Natural-language object grounding data:
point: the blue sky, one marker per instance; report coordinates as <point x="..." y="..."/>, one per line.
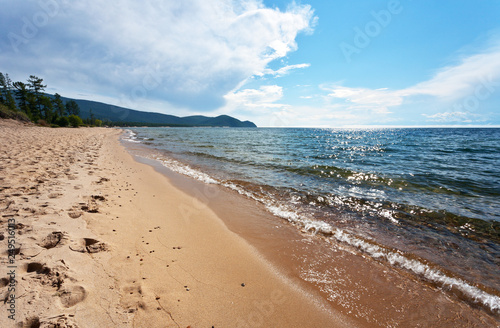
<point x="276" y="63"/>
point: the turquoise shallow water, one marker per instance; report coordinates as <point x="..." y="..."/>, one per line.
<point x="432" y="193"/>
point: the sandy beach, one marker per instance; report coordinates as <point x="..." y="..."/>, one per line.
<point x="100" y="240"/>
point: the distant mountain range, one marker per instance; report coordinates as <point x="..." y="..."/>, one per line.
<point x="128" y="117"/>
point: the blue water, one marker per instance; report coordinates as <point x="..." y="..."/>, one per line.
<point x="414" y="190"/>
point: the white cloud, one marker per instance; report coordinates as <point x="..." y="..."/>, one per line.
<point x="459" y="117"/>
<point x="264" y="97"/>
<point x="472" y="80"/>
<point x="283" y="70"/>
<point x="187" y="53"/>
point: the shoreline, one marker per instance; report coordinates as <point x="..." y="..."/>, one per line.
<point x="110" y="239"/>
<point x="131" y="257"/>
<point x="314" y="262"/>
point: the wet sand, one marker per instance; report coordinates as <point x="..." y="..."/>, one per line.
<point x="104" y="241"/>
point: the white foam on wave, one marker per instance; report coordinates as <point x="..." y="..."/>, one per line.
<point x="393" y="258"/>
<point x="184" y="169"/>
<point x="421" y="269"/>
<point x="130" y="136"/>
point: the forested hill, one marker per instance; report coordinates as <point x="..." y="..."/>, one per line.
<point x="125" y="116"/>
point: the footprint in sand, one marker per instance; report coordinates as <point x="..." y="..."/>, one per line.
<point x="89" y="245"/>
<point x="72" y="295"/>
<point x="52" y="240"/>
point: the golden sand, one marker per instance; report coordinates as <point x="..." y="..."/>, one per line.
<point x="104" y="241"/>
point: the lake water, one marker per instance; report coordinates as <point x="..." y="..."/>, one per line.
<point x="424" y="200"/>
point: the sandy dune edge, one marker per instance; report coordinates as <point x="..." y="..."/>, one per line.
<point x="104" y="241"/>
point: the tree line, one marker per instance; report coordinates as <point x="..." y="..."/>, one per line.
<point x="28" y="100"/>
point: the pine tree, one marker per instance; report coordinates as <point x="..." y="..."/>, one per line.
<point x="21" y="92"/>
<point x="6" y="97"/>
<point x="37" y="88"/>
<point x="58" y="105"/>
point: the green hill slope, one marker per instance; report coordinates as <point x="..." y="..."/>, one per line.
<point x="125" y="116"/>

__What to produce__: All lines above are to be restated word for word, with pictures excluded.

__Answer to this exercise__:
point: the blue sky, one marker per instance; report coordinates as <point x="..." y="..."/>, one per line.
<point x="276" y="63"/>
point: the turquoise shallow water, one marker per instance; report coordinates as <point x="..." y="..."/>, one per line.
<point x="432" y="193"/>
point: the sandy beach, one marker per instance; report coordinates as <point x="..." y="..."/>, one per line.
<point x="100" y="240"/>
point: the distant mountain range, one marker per instance; report coordinates as <point x="..." y="..."/>, one per line.
<point x="128" y="117"/>
point: the blue water, one marker per instance; report coordinates as <point x="..." y="..."/>, one per line.
<point x="414" y="190"/>
point: the white cloud, one marker per instance; report coordinates as <point x="..." y="..."/>, one per line.
<point x="459" y="117"/>
<point x="264" y="97"/>
<point x="472" y="80"/>
<point x="283" y="70"/>
<point x="187" y="53"/>
point: the shoreline, one marker per instance; report coordinates as <point x="..." y="..."/>, one per line.
<point x="110" y="239"/>
<point x="131" y="257"/>
<point x="314" y="262"/>
point: the wet sand, one marker per instance; report coordinates as <point x="..." y="..."/>, one per line.
<point x="104" y="241"/>
point: the white foam on wave, one marker per instance; report coordinates as <point x="..." y="..."/>, one per line.
<point x="393" y="258"/>
<point x="184" y="169"/>
<point x="421" y="269"/>
<point x="130" y="136"/>
point: the forested hill, one marker per instance; report coordinates as <point x="..." y="..."/>, one per line.
<point x="125" y="116"/>
point: the footprint in sand, one marker per instance; report coordinates as <point x="..." y="..."/>, one per line.
<point x="89" y="245"/>
<point x="72" y="295"/>
<point x="52" y="240"/>
point: the golden sand, one marker per instance; report coordinates as <point x="..." y="..."/>, one per line.
<point x="104" y="241"/>
point: the lake water, one marker per instance; report coordinates as <point x="..." y="..."/>, one per line.
<point x="424" y="200"/>
point: the sandy dune edge, one marker per instance; report coordinates as <point x="..." y="..."/>, one per line.
<point x="104" y="241"/>
point: the tree line, one marker per instance; report coordinates as <point x="..." y="..."/>, one per line.
<point x="28" y="100"/>
point: the pine tree, one marker per instance; report coordinates as <point x="..." y="..."/>, one per line.
<point x="21" y="92"/>
<point x="6" y="97"/>
<point x="37" y="88"/>
<point x="58" y="105"/>
point: the green hill slope, one marker per instance; report coordinates as <point x="..." y="..."/>, one per line.
<point x="125" y="116"/>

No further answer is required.